» **WHAT THIS TASK INVOLVES**: Your response should consist of every line below, reproduced without alteration.

» **Referring expression data**:
-- Opening Marker --

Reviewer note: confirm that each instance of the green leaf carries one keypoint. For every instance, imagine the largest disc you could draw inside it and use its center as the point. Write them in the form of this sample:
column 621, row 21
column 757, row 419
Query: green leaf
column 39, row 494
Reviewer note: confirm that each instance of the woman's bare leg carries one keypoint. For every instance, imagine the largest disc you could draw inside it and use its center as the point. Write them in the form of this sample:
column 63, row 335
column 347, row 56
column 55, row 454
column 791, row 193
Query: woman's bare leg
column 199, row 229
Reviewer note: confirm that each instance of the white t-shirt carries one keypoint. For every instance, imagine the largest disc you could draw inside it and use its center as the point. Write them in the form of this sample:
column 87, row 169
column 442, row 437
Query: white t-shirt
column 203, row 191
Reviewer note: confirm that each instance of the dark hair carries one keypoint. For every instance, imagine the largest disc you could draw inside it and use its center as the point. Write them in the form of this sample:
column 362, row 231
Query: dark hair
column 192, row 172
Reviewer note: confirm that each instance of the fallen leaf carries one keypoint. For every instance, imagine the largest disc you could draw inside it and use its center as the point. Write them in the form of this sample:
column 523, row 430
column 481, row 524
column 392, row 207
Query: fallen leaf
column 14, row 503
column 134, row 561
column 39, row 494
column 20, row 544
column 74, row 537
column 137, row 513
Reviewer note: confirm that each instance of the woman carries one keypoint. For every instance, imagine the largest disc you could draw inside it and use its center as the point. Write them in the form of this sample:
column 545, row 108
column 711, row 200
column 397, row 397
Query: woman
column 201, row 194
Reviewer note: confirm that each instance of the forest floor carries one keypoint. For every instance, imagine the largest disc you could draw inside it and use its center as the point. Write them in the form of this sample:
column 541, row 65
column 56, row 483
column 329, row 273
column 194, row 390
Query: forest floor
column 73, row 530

-- Closing Marker --

» **EXERCISE ANSWER**:
Reviewer note: confirm that each instance of the green leaf carries one keypoint. For every instance, imagine the largest disc you could draw inside it and use its center as the point. Write them in the form of this sample:
column 621, row 21
column 757, row 419
Query: green leaf
column 39, row 494
Reviewer note: confirm that each instance of the woman's bare leg carries one keypoint. For every instance, imagine the largest disc you could draw inside it and use its center as the point. Write them in the form of this sample:
column 63, row 335
column 347, row 56
column 55, row 454
column 791, row 193
Query: woman's bare leg
column 199, row 229
Reviewer note: confirm that each instance of the white t-shirt carries one keypoint. For every instance, imagine the largest disc you could draw inside it and use its center as the point. Write them in the form of this sample:
column 87, row 169
column 442, row 437
Query: white t-shirt
column 203, row 191
Reviewer note: confirm that each instance of the dark hair carries one keypoint. For every instance, imagine the largest disc you could draw inside it and use its center as the point. Write them in the form of this sample:
column 362, row 231
Query: dark hair
column 192, row 172
Reviewer note: confirm that each instance of the fallen leaf carries one keypoint. For every instance, imagine the largest disc you could draw inside it and use its center as the point. Write them in the form of this sample:
column 523, row 430
column 481, row 524
column 392, row 207
Query: fallen leaf
column 14, row 503
column 134, row 561
column 39, row 494
column 20, row 544
column 74, row 537
column 137, row 513
Reviewer note: confirm that each instance of the woman carries one keypoint. For every instance, imagine the largest disc you could draw inside it and use its center as the point. Write them in the form of this sample:
column 545, row 108
column 711, row 200
column 397, row 397
Query: woman
column 201, row 194
Reviewer note: confirm that each instance of the forest floor carries one keypoint. For every instance, imagine the largest disc you could draw inside it and use its center as the point. Write them in the form of this sample:
column 541, row 65
column 56, row 483
column 329, row 273
column 194, row 390
Query: forest floor
column 73, row 530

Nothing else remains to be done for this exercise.